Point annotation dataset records

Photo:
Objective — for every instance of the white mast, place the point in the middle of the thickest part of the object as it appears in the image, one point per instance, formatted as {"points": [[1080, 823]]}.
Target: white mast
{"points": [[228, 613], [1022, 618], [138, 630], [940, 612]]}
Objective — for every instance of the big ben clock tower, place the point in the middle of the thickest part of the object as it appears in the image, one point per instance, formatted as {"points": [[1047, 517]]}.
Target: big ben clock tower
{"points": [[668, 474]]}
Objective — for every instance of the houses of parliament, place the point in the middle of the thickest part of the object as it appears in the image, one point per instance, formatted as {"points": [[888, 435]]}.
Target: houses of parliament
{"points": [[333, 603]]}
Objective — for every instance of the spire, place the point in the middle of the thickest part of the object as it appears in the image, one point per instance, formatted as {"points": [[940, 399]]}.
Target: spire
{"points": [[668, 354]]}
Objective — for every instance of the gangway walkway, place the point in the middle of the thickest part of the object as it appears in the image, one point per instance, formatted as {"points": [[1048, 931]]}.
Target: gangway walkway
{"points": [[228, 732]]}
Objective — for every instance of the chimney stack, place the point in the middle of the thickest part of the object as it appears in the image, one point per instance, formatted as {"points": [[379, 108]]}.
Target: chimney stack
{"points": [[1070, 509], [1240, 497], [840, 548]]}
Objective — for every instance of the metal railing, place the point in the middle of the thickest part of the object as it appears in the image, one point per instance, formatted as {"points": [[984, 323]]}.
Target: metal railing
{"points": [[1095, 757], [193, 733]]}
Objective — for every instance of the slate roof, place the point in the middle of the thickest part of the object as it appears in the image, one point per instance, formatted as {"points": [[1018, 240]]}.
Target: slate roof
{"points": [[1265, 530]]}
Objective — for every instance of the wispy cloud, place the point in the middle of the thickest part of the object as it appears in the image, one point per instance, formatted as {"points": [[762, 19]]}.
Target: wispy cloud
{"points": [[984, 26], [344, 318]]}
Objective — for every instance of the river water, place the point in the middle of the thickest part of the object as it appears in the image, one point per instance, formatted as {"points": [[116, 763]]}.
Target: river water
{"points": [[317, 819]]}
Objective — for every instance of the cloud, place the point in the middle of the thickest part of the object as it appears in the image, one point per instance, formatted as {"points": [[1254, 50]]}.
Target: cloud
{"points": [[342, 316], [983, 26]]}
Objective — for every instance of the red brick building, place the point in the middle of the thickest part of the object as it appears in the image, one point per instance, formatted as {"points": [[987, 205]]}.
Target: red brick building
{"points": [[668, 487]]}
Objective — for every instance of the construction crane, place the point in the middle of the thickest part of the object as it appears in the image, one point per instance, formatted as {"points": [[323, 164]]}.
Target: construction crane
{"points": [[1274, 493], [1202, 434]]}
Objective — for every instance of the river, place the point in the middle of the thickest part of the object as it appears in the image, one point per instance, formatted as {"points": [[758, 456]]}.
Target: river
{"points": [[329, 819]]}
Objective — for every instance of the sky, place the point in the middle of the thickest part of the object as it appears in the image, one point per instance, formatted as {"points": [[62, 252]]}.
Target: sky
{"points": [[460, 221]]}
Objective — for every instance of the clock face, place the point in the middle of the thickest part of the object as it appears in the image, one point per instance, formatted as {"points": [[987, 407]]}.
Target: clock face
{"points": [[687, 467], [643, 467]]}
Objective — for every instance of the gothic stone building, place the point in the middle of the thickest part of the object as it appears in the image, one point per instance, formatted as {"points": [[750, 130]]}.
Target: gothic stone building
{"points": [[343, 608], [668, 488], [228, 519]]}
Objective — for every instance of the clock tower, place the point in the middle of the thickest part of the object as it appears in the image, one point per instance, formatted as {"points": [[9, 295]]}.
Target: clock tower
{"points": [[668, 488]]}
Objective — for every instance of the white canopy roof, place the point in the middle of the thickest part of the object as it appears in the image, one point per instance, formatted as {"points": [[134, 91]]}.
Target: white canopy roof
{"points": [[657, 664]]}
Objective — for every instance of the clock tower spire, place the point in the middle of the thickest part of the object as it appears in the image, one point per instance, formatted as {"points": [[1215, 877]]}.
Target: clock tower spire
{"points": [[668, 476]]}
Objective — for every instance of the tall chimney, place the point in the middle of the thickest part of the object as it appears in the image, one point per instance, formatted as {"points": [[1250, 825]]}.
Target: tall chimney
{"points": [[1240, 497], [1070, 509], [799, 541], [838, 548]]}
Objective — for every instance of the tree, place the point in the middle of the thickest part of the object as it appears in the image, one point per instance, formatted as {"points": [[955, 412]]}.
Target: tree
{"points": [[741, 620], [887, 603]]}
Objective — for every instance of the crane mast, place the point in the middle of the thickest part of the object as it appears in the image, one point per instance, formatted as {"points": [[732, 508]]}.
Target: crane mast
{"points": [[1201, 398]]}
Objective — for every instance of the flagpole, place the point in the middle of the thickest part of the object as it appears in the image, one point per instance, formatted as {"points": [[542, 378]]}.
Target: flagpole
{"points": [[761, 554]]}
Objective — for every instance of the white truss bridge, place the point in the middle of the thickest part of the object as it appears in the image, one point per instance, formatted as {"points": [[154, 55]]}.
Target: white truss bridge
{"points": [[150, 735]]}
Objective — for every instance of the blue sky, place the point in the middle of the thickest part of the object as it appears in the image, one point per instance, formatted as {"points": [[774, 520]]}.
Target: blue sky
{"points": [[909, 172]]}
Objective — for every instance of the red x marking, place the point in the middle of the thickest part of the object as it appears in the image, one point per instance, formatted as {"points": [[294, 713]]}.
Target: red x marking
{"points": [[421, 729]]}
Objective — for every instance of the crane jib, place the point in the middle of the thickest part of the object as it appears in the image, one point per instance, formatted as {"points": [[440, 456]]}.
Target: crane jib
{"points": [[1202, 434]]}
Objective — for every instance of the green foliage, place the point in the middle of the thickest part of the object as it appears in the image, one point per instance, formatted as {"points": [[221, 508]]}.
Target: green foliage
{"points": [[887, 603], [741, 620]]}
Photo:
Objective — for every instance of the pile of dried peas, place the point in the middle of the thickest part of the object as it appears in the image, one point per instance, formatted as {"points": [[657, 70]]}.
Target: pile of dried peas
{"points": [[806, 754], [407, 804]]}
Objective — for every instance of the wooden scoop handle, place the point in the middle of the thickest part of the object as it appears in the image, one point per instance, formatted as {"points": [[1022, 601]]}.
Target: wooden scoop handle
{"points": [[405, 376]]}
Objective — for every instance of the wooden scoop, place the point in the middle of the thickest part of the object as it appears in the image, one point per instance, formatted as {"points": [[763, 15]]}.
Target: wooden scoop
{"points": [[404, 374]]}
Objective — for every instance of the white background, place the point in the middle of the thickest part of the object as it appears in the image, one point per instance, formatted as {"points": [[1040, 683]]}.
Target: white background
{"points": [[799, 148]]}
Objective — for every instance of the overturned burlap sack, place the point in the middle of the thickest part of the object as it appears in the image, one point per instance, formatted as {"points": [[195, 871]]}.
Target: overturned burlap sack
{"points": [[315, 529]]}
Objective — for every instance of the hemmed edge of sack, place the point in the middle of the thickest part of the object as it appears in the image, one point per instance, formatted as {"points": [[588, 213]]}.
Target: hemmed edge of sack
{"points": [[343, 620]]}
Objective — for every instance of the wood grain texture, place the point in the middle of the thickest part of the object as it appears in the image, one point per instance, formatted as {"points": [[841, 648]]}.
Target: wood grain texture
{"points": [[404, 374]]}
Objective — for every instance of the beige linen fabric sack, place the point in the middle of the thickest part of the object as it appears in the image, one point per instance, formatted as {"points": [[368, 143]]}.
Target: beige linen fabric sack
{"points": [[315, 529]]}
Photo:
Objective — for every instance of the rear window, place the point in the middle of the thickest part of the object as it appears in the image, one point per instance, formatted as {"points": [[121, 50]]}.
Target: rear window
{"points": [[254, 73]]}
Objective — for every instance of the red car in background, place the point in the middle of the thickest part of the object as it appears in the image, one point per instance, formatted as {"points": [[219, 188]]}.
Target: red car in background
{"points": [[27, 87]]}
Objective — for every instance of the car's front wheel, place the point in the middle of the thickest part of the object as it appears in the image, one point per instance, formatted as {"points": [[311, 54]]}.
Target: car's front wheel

Problem to solve
Give back, unchanged, every line from the one with "Objective — for every instance of the wood grain" to the end of the entries above.

The answer
Objective — for every instance of the wood grain texture, place the point in the middle of the thickest part of the object as it appears in the image, one point per instance, formatted as {"points": [[841, 648]]}.
Target: wood grain texture
{"points": [[404, 374]]}
Objective — for every instance of the beige linen fabric sack, place the point in the middle of the thickest part of the object as it appears in the image, one point per instance, formatted as {"points": [[368, 143]]}.
Target: beige linen fabric sack
{"points": [[315, 529]]}
Photo:
Objective — for every instance of the rear window, place the point in the middle of the thickest part of the object as it appears in the image, one point per instance, formatted as {"points": [[121, 50]]}.
Target: rear window
{"points": [[254, 73]]}
Objective — for every instance of the red car in background, place the point in the middle of the thickest part of the object as it appears in the image, one point per instance, formatted as {"points": [[219, 188]]}.
Target: red car in background
{"points": [[27, 87]]}
Objective — for every instance of the car's front wheel, place the point in the middle of the thickest part of the object as it appears in the image, one point per instance, formatted as {"points": [[311, 54]]}.
Target: car's front wheel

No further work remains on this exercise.